> **ABOUT THIS EXERCISE**
Transcribe every record beneath, precisely as written.

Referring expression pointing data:
---

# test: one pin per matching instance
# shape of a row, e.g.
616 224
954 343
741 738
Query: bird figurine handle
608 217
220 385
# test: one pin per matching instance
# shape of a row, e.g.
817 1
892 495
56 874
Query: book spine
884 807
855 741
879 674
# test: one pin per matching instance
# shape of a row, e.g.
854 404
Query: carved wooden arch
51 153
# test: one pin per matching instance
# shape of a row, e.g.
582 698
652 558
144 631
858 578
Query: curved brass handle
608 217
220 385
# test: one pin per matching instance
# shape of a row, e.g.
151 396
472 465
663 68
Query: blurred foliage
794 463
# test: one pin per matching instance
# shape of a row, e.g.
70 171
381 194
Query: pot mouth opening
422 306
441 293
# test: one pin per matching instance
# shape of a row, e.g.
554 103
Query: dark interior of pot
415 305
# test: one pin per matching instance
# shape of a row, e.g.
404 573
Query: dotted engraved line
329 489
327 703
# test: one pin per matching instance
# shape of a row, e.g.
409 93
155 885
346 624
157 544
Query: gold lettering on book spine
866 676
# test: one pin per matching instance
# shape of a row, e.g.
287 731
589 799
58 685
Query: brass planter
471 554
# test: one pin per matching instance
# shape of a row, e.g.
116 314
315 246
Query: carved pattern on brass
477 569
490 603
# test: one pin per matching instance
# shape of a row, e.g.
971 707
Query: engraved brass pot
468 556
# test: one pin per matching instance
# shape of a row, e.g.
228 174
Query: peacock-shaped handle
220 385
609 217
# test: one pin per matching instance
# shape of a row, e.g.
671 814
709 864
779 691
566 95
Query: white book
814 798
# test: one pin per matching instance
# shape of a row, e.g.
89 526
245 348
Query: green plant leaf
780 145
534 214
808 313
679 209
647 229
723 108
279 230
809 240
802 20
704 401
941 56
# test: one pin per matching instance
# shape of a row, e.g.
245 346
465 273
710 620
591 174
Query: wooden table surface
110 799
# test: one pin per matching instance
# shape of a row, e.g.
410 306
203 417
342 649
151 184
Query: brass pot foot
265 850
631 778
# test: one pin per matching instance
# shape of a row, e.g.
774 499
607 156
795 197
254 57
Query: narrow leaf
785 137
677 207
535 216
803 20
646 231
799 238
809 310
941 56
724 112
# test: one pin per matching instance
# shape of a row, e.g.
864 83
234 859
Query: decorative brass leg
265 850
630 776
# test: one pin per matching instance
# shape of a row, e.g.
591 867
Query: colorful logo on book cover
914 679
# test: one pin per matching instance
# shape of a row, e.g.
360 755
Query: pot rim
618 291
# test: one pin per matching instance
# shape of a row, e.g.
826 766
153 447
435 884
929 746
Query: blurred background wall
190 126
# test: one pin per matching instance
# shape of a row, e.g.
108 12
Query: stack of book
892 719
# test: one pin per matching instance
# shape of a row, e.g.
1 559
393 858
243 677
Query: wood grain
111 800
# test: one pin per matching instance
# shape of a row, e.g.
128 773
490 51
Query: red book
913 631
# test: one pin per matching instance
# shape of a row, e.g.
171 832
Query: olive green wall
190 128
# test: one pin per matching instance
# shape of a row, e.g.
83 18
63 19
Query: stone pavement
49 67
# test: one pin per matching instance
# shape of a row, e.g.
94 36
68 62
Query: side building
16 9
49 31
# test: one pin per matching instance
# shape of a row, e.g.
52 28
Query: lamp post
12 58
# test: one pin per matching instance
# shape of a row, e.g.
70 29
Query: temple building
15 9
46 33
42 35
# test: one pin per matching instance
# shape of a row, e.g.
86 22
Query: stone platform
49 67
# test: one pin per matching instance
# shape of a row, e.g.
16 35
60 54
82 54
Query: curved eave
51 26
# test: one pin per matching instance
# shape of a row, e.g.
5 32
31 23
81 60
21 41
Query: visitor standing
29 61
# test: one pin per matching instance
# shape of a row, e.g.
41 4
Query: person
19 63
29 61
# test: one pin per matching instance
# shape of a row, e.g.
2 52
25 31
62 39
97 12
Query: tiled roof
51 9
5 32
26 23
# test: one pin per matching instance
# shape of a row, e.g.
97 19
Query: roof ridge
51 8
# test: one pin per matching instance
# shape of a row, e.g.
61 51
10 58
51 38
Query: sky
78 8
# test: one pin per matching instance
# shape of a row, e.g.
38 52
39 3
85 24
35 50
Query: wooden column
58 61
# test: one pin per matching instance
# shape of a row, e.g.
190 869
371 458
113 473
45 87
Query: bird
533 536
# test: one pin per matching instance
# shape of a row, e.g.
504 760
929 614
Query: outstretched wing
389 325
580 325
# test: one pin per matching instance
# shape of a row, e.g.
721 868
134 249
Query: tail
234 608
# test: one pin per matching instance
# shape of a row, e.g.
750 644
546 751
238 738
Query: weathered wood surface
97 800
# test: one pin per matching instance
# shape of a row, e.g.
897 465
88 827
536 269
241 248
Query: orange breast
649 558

---

> **COMPLETED TASK**
# test: one pin per matching instance
# shape of a row, e.g.
616 224
954 343
741 738
Query: bird figurine handle
608 217
220 385
# test: one pin per matching instance
# shape of a row, e.g.
817 1
892 495
56 874
Query: book spine
884 807
855 741
879 674
# test: one pin per matching instance
# shape of a row, e.g.
854 404
Query: carved wooden arch
51 153
# test: one pin per matching instance
# shape of a row, e.g.
582 698
652 558
144 631
858 578
Query: curved brass handle
608 217
220 385
# test: one pin per matching instance
# shape of a row, e.g.
151 396
472 465
663 68
Query: blurred foliage
794 463
# test: one pin per matching instance
# shape of a row, e.g.
70 171
381 194
Query: pot mouth opening
422 306
441 293
# test: one pin per matching instance
# shape of a row, e.g.
554 103
Query: dark interior of pot
415 305
# test: one pin per matching instance
# shape of a row, e.g.
404 573
Query: dotted engraved line
329 489
327 703
# test: one pin per matching instance
# shape of a row, e.g.
409 93
155 885
346 624
157 544
Query: gold lettering on book spine
866 676
# test: one pin per matching instance
# shape of a row, e.g.
287 731
589 799
58 685
Query: brass planter
471 554
# test: one pin per matching instance
# shape of a row, e.g.
116 314
315 246
Query: carved pattern on brass
477 569
490 603
# test: one pin per matching instance
# shape of a row, e.g.
971 707
Query: engraved brass pot
468 556
# test: one pin per matching instance
# shape of a row, e.g.
228 174
Query: peacock-shaped handle
220 385
609 217
# test: one pin per matching instance
# shape of a row, e.g.
671 814
709 864
779 691
566 95
Query: white book
814 798
# test: one pin per matching instance
# shape of a row, e.g.
89 526
245 348
Query: green plant leaf
780 145
534 214
808 313
679 209
647 229
723 108
279 230
809 240
802 20
704 401
941 56
# test: one pin per matching instance
# shape of a row, e.g.
245 346
465 273
710 620
591 174
Query: wooden table surface
110 799
# test: one pin per matching instance
# shape of a row, e.g.
410 306
203 417
342 649
151 184
Query: brass pot foot
265 850
631 778
# test: one pin per matching instance
# shape of a row, e.g.
774 499
607 156
795 197
254 57
Query: narrow leaf
785 137
677 207
535 216
803 20
646 231
799 238
809 310
941 56
724 112
# test: one pin per matching instance
# shape of a row, e.g.
864 83
234 859
Query: decorative brass leg
265 850
630 776
# test: one pin per matching instance
# shape of a row, e.g.
591 867
Query: colorful logo on book cover
914 679
# test: one pin per matching instance
# shape of a row, e.g.
360 755
Query: pot rim
618 291
# test: one pin per matching instance
# shape of a row, e.g.
826 766
153 447
435 884
929 746
Query: blurred background wall
190 126
# test: one pin per matching instance
# shape of a row, e.g.
108 12
Query: stack of book
892 719
# test: one pin per matching instance
# shape of a row, e.g.
1 559
393 858
243 677
Query: wood grain
111 800
# test: one pin per matching instance
# shape of a row, e.g.
128 773
490 51
Query: red book
913 631
# test: one pin per matching instance
# shape of a row, e.g.
171 832
Query: olive green wall
190 128
# test: one pin per matching instance
# shape of a row, e.g.
83 18
63 19
Query: stone pavement
49 67
# test: one pin per matching instance
# shape of a row, e.g.
94 36
68 62
Query: side building
16 9
49 31
# test: one pin per matching instance
# shape of a row, e.g.
52 28
Query: lamp post
12 58
# test: one pin per matching instance
# shape of a row, e.g.
70 29
Query: temple building
15 9
46 33
42 35
# test: one pin per matching instance
# shape of a row, e.g.
86 22
Query: stone platform
49 67
# test: one pin per matching instance
# shape of a row, e.g.
16 35
60 54
82 54
Query: curved eave
51 26
# test: one pin per matching instance
# shape of a row, e.g.
5 32
31 23
81 60
21 41
Query: visitor standing
29 61
# test: one pin per matching instance
# shape of a row, e.g.
41 4
Query: person
19 63
29 61
# test: one pin per matching instance
# shape of a row, e.g.
2 52
25 31
62 39
97 12
Query: tiled roof
51 9
5 32
26 23
# test: one pin per matching instance
# shape of a row, e.g.
97 19
Query: roof ridge
51 8
# test: one pin per matching instance
# shape of a row, e.g.
61 51
10 58
51 38
Query: sky
78 8
# test: one pin per matching instance
# shape of a row, e.g.
38 52
39 3
85 24
35 50
Query: wooden column
58 61
# test: one pin per matching instance
# shape of a row, e.g.
190 869
371 458
113 473
45 87
Query: bird
533 536
# test: one pin per matching instance
# shape of a row, e.g.
504 760
929 614
Query: outstretched wing
389 325
580 325
# test: one pin per matching instance
# shape of a row, e.g.
721 868
134 249
Query: tail
234 608
# test: one pin per matching instance
# shape of a row, e.g.
750 644
546 751
238 738
Query: weathered wood surface
97 800
# test: one pin per matching instance
# shape of a row, e.g.
897 465
88 827
536 269
241 248
Query: orange breast
649 558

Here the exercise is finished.